Copy the entries from the start through the line containing "[(662, 142), (858, 451)]", both ends included, and keep the requests unchanged. In the answers, scale every point coordinate by 1.4 and round it to a whole number, with halves rounded up.
★ ★ ★ ★ ★ ★ ★
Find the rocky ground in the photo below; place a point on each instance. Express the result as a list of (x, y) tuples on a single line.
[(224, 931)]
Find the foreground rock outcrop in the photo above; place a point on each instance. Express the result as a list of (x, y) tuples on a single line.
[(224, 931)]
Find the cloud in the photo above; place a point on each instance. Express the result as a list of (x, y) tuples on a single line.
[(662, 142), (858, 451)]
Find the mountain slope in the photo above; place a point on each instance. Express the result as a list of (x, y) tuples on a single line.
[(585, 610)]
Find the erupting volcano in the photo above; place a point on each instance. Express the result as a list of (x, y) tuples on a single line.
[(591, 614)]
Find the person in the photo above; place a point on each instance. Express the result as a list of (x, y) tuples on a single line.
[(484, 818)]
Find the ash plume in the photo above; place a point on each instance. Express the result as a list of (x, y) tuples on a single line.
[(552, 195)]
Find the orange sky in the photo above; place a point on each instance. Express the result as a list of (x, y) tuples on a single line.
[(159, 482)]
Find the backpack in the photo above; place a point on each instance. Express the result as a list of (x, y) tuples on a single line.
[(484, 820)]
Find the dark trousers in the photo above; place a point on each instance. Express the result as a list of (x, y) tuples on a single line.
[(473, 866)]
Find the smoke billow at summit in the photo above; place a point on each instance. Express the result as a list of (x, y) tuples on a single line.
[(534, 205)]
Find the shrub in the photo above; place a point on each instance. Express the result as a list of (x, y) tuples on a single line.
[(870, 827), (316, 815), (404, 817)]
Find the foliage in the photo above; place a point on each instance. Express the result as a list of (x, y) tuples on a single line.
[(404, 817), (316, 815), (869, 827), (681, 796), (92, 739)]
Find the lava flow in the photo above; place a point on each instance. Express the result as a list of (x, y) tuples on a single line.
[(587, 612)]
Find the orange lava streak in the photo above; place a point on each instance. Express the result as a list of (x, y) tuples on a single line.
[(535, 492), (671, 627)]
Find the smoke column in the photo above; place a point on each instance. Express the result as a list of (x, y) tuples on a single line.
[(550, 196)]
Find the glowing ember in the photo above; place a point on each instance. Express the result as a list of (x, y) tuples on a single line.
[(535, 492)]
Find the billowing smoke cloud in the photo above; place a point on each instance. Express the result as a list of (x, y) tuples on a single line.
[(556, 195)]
★ ★ ★ ★ ★ ★ ★
▶ _EXERCISE RESULT_:
Find the rocky ground in the photo below; place a point on each instance. Express the result as a list of (x, y) tuples on a single line.
[(314, 1303)]
Find the foreground rock outcrop in the photo above; place a point on each instance. Express the result as a list of (x, y) tuples on a single line.
[(314, 1303)]
Find the cloud in the photo above; place a point on each instance. Express the result as a list of (x, y) tuples on a single line.
[(927, 199), (1201, 631)]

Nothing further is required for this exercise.